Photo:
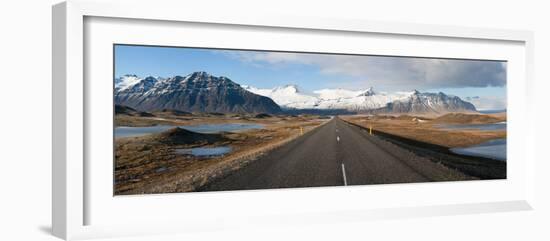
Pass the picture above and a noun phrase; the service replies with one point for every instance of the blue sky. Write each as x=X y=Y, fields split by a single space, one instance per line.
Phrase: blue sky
x=261 y=69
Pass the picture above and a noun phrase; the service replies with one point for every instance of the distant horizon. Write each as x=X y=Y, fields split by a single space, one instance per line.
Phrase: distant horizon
x=481 y=81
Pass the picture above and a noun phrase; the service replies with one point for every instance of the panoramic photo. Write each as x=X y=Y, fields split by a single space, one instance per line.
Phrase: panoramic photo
x=198 y=119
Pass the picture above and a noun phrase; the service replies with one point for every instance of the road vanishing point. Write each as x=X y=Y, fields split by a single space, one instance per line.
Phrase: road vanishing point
x=334 y=154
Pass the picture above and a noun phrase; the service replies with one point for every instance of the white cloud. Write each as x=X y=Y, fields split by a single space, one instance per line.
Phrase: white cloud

__Goal__:
Reproduce every one of the records above word for word, omitting the pictures.

__Task result__:
Photo:
Pass the picture above and a noun phrase; the service replies with one point for every instance of the blue sky. Write each as x=X y=Y, fields split by a single space, one instance per line.
Phrase: blue sky
x=261 y=69
Pass the picture above and a noun phrase; the service replies with one point for every instance of the distant horizon. Write each as x=X y=Y, fields split by a single space, one instance per line.
Phrase: distant horizon
x=481 y=81
Pass the picture above and a noun phrase; the service replies with one point for every instance of the panoramic photo. Write each as x=X y=Y, fields split by a single space, one instance per line.
Phrase: panoramic photo
x=198 y=119
Pass the picture above and a noun phrase; the service replies with one point for every instance of the road vanishing point. Write each as x=X y=Y, fields split by a single space, one instance per line.
Phrase: road vanishing point
x=334 y=154
Pass the picture above and a noun phrase; the service replies with one point for every instance of the white cloud. Write each as x=X y=Y, fields split by a single space, one instance per line.
Phrase: white cloud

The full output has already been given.